* _Short problem_: Go to the line that contains "example: [181, 93]" and extract it along with every line after it, exactly, through the end of the data below.

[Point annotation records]
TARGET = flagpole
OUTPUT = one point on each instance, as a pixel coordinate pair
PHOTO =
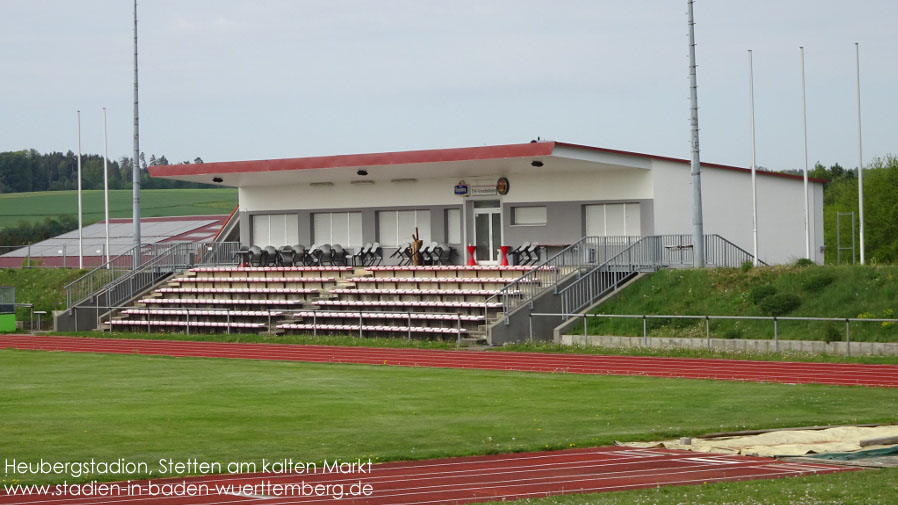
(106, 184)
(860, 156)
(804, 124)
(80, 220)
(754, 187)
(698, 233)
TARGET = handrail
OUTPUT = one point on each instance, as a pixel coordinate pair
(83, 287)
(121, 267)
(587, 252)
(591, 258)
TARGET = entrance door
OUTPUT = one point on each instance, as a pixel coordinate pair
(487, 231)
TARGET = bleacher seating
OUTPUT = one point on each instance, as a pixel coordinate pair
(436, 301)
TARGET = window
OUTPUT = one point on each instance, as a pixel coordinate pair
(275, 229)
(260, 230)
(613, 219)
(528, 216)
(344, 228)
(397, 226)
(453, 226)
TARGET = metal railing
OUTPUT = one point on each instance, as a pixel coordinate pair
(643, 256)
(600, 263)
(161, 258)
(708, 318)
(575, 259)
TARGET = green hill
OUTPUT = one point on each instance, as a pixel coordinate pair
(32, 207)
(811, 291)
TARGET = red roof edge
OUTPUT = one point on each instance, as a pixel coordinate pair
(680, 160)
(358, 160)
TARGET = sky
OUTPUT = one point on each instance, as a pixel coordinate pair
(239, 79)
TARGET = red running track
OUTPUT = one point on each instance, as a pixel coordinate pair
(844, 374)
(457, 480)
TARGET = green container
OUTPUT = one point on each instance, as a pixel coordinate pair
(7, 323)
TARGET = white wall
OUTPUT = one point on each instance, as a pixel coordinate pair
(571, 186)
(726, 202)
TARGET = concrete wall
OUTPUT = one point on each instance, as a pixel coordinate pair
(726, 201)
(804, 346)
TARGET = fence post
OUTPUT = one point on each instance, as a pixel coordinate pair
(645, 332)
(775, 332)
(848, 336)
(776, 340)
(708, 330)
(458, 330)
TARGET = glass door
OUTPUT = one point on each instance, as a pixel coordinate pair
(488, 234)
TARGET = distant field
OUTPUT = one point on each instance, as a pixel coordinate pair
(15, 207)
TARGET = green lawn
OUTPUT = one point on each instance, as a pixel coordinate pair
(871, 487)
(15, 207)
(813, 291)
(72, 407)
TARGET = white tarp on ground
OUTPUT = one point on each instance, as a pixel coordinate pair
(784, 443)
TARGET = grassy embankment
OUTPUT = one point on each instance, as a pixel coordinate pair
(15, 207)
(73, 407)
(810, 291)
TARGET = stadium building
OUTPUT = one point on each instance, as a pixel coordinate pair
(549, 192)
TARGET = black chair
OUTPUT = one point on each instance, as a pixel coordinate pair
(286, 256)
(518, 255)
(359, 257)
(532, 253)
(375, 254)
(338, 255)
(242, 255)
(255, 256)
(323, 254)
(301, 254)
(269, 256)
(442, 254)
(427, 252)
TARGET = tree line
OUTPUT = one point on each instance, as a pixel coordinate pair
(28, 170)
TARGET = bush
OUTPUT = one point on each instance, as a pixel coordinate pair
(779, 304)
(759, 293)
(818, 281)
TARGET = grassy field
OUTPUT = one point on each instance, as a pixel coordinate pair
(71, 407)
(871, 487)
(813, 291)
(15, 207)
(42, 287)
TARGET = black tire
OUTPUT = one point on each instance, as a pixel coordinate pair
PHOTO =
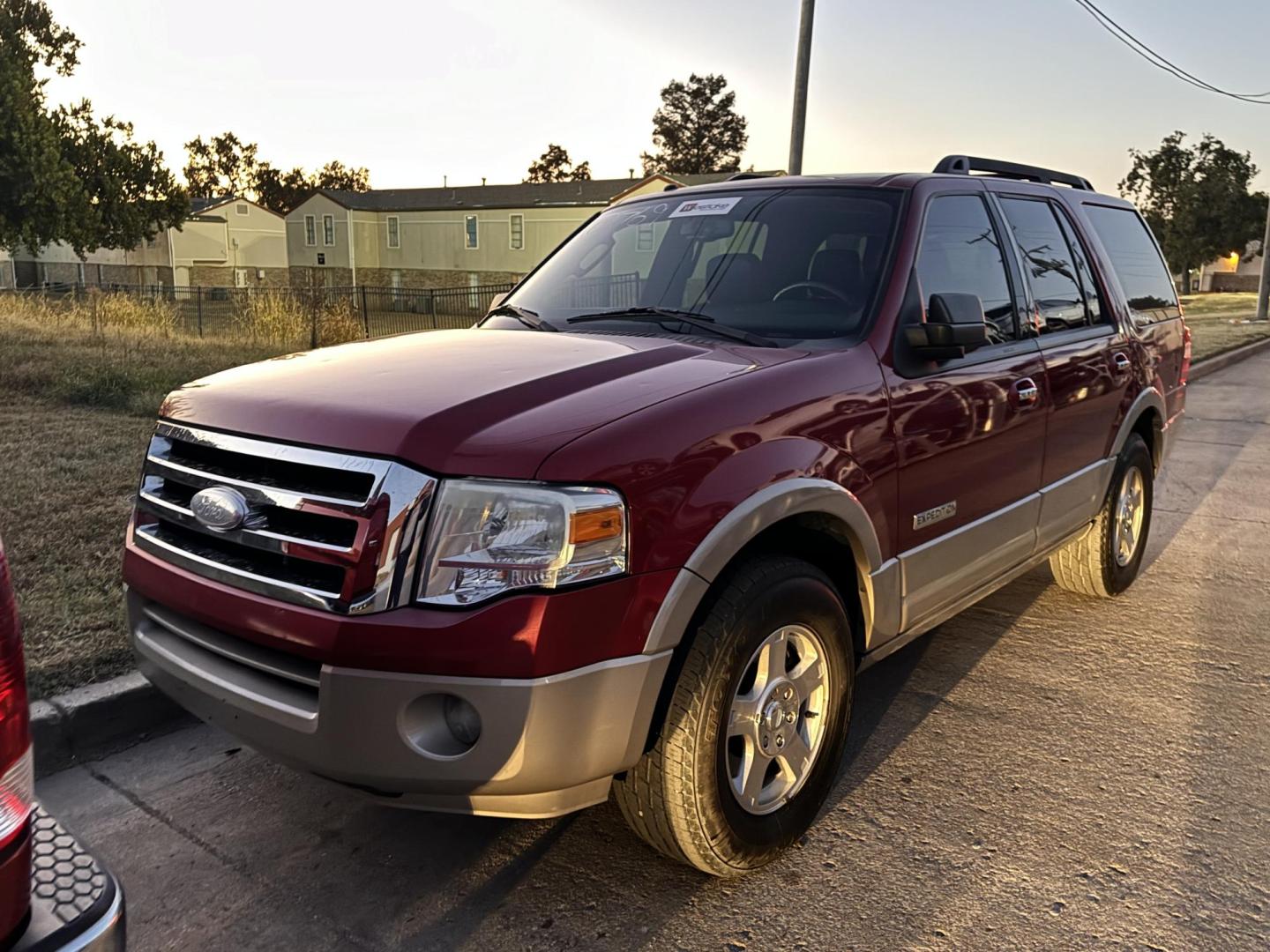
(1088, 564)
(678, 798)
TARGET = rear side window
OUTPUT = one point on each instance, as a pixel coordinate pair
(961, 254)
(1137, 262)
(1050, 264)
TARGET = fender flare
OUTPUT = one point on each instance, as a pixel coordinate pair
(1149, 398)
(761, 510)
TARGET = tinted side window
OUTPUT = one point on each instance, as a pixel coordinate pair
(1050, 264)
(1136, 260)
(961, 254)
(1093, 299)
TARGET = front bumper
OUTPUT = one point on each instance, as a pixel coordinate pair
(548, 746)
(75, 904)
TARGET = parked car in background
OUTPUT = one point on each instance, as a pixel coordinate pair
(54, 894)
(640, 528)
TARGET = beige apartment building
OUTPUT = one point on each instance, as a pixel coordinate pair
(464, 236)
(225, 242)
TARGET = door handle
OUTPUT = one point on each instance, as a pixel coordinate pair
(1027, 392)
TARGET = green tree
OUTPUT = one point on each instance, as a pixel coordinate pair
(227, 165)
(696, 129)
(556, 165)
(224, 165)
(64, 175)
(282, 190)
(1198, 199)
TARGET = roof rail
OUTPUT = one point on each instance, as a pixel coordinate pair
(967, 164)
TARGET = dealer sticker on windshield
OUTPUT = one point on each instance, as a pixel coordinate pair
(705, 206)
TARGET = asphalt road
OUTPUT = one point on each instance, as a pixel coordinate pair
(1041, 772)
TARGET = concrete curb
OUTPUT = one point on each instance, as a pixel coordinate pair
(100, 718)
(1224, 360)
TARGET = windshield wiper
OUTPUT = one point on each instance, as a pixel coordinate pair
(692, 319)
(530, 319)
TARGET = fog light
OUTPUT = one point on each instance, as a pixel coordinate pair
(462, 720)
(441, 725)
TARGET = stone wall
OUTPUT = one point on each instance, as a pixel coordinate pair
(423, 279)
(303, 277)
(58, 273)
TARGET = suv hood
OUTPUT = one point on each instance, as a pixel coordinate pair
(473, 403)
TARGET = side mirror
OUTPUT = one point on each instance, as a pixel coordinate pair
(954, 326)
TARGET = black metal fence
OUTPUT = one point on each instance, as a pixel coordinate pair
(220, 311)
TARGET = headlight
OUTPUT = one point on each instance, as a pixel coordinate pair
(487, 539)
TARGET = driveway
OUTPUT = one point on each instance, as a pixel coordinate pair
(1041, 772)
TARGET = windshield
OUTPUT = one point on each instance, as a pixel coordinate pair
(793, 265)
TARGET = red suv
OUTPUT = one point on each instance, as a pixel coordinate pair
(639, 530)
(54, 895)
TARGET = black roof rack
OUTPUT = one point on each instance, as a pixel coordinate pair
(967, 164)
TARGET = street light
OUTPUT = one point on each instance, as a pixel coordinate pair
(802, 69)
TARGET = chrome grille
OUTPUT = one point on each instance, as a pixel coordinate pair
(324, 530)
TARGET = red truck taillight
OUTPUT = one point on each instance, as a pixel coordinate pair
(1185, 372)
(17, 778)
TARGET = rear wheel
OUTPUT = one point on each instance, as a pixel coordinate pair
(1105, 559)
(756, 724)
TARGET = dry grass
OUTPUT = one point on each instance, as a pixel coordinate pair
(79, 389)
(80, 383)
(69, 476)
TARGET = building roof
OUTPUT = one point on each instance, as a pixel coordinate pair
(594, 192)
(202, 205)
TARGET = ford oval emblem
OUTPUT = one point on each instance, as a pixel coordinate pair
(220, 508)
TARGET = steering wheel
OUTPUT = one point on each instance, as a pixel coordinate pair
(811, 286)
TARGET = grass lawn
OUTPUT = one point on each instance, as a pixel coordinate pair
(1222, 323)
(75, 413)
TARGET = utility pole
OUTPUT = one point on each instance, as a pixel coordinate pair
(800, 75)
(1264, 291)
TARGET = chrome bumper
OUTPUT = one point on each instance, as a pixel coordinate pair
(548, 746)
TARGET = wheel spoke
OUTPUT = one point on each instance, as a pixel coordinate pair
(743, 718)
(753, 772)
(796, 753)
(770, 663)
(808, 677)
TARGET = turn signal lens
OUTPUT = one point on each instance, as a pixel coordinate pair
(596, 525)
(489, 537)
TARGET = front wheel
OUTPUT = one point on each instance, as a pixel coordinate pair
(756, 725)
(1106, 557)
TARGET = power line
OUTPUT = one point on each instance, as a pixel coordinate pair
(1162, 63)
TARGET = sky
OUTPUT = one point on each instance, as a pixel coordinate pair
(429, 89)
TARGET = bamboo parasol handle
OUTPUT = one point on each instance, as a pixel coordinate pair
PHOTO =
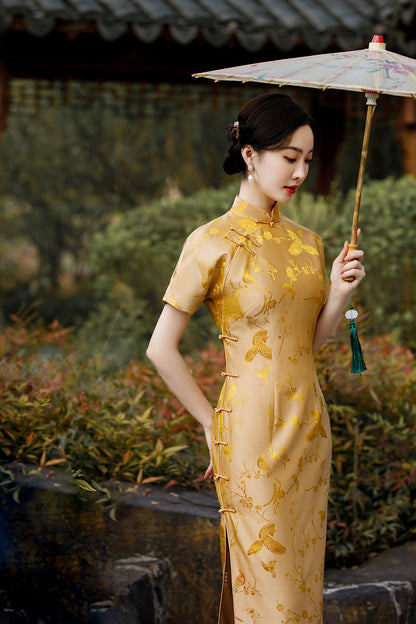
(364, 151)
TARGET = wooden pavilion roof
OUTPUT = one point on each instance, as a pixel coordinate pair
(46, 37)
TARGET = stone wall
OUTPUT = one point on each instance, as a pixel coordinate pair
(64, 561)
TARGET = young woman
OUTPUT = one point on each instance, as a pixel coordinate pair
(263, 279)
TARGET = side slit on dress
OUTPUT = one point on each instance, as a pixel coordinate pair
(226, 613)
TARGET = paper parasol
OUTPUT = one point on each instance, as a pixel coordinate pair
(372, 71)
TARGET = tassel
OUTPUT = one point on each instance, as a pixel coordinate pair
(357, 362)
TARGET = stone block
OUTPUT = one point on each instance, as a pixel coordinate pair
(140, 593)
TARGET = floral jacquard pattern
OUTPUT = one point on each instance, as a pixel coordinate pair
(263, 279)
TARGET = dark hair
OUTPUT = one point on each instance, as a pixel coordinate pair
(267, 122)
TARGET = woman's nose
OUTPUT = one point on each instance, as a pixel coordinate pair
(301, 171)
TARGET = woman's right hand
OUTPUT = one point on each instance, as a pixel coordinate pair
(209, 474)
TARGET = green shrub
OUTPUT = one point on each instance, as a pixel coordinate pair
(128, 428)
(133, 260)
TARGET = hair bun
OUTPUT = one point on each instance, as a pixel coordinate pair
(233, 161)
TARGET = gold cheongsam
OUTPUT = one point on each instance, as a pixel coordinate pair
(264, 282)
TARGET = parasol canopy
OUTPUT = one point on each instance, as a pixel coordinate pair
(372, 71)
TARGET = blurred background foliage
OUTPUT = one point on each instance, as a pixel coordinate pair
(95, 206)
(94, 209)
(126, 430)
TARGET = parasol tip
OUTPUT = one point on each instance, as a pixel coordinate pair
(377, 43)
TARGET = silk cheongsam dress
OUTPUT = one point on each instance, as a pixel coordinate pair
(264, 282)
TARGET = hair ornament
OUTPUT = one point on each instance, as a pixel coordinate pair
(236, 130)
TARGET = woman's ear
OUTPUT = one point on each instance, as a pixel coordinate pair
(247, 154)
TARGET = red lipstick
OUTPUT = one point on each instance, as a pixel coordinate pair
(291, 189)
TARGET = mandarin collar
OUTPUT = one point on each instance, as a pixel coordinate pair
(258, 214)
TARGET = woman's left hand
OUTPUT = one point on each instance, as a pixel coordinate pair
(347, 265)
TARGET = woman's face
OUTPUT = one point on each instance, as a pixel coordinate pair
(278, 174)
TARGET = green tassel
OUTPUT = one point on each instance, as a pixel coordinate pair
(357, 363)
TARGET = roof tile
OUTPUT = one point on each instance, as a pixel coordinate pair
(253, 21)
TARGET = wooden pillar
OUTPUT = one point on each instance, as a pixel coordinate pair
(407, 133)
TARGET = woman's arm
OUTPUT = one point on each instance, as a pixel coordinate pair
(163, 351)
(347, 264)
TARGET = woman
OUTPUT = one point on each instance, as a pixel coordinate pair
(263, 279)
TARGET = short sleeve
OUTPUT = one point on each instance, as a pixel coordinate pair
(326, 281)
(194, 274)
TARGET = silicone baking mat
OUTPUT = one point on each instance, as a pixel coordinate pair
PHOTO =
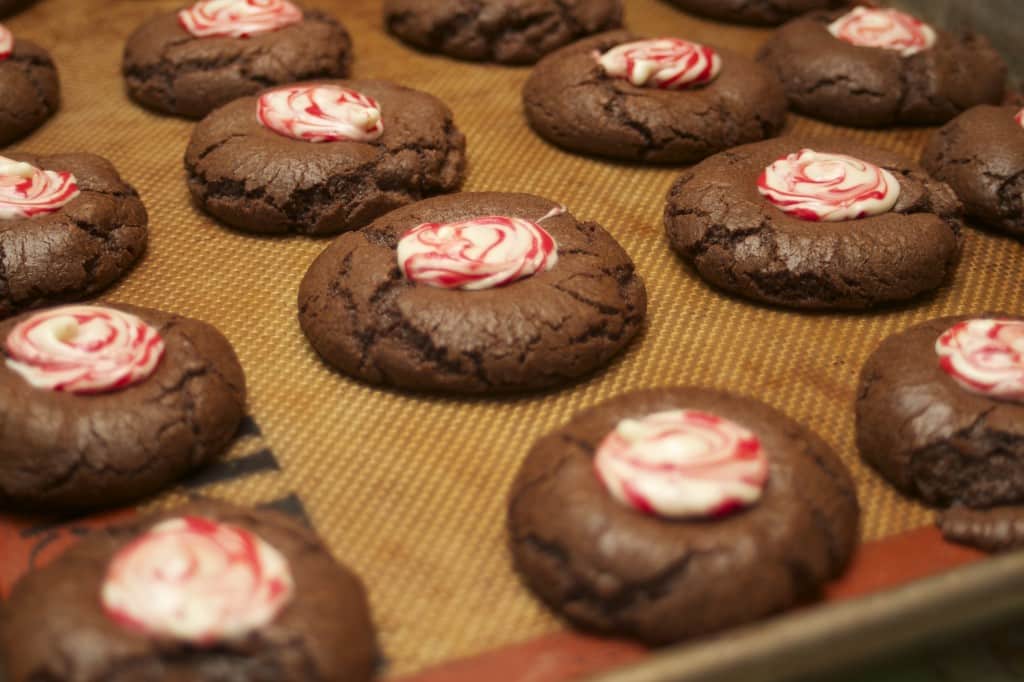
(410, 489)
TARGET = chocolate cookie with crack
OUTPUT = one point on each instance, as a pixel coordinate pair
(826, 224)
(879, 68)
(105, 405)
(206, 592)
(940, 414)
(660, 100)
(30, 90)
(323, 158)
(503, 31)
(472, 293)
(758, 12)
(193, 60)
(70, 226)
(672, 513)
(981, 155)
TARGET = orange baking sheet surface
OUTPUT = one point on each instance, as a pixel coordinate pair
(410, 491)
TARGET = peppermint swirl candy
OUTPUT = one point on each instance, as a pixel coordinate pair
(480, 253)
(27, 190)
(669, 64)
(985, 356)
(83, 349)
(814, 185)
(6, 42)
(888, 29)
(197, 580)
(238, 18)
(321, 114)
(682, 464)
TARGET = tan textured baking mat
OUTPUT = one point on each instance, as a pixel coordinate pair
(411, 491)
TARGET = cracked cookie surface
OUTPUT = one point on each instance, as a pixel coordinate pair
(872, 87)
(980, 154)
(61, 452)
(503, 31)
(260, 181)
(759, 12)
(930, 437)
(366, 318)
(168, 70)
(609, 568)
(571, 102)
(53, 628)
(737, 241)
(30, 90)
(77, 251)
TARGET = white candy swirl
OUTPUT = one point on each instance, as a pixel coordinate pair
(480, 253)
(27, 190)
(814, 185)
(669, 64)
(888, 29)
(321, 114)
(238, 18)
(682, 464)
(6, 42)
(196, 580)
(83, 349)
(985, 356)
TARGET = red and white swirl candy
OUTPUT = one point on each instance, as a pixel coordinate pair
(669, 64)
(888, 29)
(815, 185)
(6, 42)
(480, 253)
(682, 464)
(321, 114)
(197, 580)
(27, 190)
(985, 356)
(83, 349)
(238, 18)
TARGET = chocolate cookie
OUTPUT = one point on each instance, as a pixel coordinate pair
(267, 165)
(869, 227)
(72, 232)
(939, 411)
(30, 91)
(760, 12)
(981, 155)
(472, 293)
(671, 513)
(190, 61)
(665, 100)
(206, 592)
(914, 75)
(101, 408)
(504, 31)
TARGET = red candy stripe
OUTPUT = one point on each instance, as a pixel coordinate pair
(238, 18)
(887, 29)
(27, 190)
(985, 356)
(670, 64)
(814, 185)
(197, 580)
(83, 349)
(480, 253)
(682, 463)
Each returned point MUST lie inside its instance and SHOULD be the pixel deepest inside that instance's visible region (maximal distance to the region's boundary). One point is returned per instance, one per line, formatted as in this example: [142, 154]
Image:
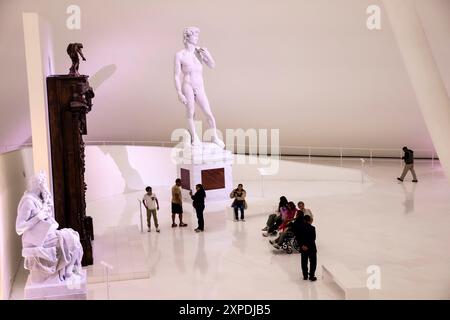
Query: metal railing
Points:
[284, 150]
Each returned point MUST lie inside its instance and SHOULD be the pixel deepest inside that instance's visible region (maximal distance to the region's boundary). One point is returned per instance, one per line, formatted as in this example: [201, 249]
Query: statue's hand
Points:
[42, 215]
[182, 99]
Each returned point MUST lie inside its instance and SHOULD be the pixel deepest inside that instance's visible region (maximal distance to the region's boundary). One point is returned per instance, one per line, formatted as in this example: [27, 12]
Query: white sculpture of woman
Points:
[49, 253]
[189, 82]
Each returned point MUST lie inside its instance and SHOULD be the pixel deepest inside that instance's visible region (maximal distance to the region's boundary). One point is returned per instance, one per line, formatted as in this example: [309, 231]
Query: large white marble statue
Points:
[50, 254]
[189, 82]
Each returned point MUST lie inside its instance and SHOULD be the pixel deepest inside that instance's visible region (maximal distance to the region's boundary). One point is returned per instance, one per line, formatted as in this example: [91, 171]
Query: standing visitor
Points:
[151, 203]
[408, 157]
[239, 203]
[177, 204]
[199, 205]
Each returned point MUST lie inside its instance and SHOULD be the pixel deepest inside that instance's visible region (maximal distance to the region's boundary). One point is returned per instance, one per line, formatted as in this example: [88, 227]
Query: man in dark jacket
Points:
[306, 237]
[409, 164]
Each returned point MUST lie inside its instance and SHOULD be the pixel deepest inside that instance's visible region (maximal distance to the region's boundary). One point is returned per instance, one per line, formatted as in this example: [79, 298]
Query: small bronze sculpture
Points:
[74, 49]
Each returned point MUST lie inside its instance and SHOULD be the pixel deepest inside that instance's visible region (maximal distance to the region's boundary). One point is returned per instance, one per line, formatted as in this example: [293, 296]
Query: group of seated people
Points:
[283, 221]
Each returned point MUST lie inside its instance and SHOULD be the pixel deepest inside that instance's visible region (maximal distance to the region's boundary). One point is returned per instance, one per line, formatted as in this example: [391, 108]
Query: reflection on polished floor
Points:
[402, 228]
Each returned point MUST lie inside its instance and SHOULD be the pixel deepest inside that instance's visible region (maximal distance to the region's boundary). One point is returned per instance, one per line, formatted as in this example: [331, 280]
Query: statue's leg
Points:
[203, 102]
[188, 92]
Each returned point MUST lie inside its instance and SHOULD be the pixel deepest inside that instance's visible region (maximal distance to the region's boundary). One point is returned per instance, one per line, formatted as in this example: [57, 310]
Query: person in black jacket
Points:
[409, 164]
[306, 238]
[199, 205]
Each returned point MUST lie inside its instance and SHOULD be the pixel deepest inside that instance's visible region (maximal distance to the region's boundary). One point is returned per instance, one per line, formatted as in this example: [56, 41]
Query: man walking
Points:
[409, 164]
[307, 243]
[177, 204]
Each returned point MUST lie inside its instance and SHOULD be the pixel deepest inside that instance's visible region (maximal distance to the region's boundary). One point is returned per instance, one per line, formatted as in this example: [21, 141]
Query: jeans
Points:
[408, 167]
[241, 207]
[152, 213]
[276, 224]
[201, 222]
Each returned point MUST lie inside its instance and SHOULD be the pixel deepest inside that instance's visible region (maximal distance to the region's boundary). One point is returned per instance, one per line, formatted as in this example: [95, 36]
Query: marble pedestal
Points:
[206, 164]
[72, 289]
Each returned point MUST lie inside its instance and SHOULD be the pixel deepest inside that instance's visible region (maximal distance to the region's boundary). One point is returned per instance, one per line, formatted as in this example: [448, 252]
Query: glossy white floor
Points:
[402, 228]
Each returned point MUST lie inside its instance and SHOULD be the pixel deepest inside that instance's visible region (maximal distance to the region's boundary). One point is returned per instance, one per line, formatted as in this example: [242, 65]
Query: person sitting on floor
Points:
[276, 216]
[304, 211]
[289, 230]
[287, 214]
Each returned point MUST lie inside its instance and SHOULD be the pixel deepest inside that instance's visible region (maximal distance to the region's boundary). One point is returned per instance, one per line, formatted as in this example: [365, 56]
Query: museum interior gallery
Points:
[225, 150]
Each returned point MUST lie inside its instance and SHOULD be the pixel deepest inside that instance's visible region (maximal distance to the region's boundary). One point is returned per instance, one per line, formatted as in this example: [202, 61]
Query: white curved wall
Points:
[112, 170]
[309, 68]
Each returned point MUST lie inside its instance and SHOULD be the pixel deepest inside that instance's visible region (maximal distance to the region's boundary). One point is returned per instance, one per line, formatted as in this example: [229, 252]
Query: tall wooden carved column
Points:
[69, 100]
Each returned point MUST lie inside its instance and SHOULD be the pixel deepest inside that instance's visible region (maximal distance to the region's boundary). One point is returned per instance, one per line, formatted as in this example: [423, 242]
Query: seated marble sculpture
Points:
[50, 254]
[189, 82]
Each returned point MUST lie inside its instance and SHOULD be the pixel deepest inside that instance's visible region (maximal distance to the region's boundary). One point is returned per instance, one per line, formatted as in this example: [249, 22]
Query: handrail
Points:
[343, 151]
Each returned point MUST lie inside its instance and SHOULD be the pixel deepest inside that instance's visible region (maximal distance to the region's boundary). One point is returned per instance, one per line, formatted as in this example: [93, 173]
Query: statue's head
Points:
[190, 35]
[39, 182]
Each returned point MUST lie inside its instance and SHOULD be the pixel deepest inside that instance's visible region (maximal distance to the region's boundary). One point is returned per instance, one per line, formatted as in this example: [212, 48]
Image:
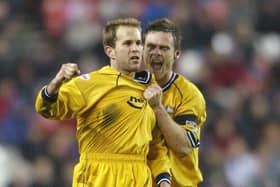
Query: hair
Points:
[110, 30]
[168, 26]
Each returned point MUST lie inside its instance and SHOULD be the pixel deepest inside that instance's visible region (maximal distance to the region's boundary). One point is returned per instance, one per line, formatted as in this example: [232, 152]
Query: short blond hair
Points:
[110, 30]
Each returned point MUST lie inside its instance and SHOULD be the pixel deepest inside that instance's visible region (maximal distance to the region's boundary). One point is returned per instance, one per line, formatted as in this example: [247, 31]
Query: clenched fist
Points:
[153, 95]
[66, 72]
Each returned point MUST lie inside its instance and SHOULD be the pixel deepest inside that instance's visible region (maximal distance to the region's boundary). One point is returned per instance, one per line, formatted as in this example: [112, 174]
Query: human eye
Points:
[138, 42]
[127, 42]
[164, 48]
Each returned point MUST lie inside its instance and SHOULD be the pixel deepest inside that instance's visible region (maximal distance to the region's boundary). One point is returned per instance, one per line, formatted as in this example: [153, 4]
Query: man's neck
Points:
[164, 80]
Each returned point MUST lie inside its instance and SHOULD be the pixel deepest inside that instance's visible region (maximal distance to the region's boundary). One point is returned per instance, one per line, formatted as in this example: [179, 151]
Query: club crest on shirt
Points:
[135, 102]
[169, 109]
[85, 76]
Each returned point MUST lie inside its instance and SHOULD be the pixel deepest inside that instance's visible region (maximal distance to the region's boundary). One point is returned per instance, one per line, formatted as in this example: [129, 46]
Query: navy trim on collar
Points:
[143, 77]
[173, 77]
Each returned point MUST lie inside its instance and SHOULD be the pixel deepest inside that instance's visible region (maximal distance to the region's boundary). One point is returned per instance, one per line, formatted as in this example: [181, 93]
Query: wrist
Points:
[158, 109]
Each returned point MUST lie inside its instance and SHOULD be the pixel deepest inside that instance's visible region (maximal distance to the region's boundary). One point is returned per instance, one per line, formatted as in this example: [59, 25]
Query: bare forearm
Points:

* _Task answer_:
Each returned point MUST lie inside its instance and SHOULD be the pixel deepest inside that instance's visible region (maximal distance to the region's boundary). One point is returned per instance, one per line, formatted as in this example: [181, 93]
Query: wrist
Points:
[158, 109]
Each returned point MUST lie inside its instance and SHOULD be the pixel deepest inside that instance's visible region (maximal distance to the region's boundary). One point is returned per instance, one per line, formatted as in this example: [59, 25]
Query: bare forearm
Points:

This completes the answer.